▶ _WHAT IS REQUIRED_:
Please return each of the lines below verbatim, with every character kept.

--------

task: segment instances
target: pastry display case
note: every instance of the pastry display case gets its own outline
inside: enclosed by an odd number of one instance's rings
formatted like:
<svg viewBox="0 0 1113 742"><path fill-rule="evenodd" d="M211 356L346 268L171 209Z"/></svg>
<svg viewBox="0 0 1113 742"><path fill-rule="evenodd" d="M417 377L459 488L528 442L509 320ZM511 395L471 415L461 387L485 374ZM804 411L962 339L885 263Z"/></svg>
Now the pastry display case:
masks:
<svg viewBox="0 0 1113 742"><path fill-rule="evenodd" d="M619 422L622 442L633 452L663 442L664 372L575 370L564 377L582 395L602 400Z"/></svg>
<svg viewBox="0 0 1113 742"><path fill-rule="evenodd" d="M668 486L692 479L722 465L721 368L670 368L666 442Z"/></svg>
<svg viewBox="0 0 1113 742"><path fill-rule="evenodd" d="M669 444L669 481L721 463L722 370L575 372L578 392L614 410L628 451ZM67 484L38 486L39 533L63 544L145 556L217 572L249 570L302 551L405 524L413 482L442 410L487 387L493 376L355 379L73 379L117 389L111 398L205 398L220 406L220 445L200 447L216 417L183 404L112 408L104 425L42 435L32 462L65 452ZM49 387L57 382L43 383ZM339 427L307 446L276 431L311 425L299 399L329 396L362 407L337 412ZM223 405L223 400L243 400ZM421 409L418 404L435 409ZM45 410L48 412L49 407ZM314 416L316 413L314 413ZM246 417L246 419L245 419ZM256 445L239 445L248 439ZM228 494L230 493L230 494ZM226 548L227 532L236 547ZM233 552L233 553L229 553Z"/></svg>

--------

▶ _RESPONSE TO THIS TASK_:
task: segment instances
target: pastry display case
note: every instance of the pastry display case gets its own outline
inside: enclosed by an odd number of one instance's rings
formatted like:
<svg viewBox="0 0 1113 742"><path fill-rule="evenodd" d="M211 356L346 268L171 209Z"/></svg>
<svg viewBox="0 0 1113 742"><path fill-rule="evenodd" d="M417 377L459 488L528 442L509 320ZM511 395L471 415L461 387L485 374ZM804 411L962 339L885 263Z"/></svg>
Now the pastry display case:
masks:
<svg viewBox="0 0 1113 742"><path fill-rule="evenodd" d="M619 422L622 442L633 452L663 442L664 372L575 370L564 377L582 395L602 400Z"/></svg>
<svg viewBox="0 0 1113 742"><path fill-rule="evenodd" d="M668 486L692 479L722 465L721 368L670 368L666 442Z"/></svg>
<svg viewBox="0 0 1113 742"><path fill-rule="evenodd" d="M669 444L669 481L721 463L722 370L575 372L578 392L614 410L628 451ZM67 484L38 486L39 533L63 544L145 556L217 572L249 570L302 551L405 524L413 482L442 410L487 387L493 376L355 379L73 379L117 389L111 398L205 398L220 406L220 445L200 447L216 417L183 404L112 408L104 425L42 435L32 462L65 452ZM49 387L57 382L43 383ZM339 427L307 446L276 431L311 425L299 399L329 396L362 407L337 412ZM223 405L223 400L243 400ZM421 409L418 404L435 409ZM45 410L48 412L49 407ZM314 416L316 413L314 413ZM246 417L246 419L245 419ZM256 445L239 445L248 439ZM228 494L230 493L230 494ZM226 548L227 532L236 547ZM233 552L233 553L229 553Z"/></svg>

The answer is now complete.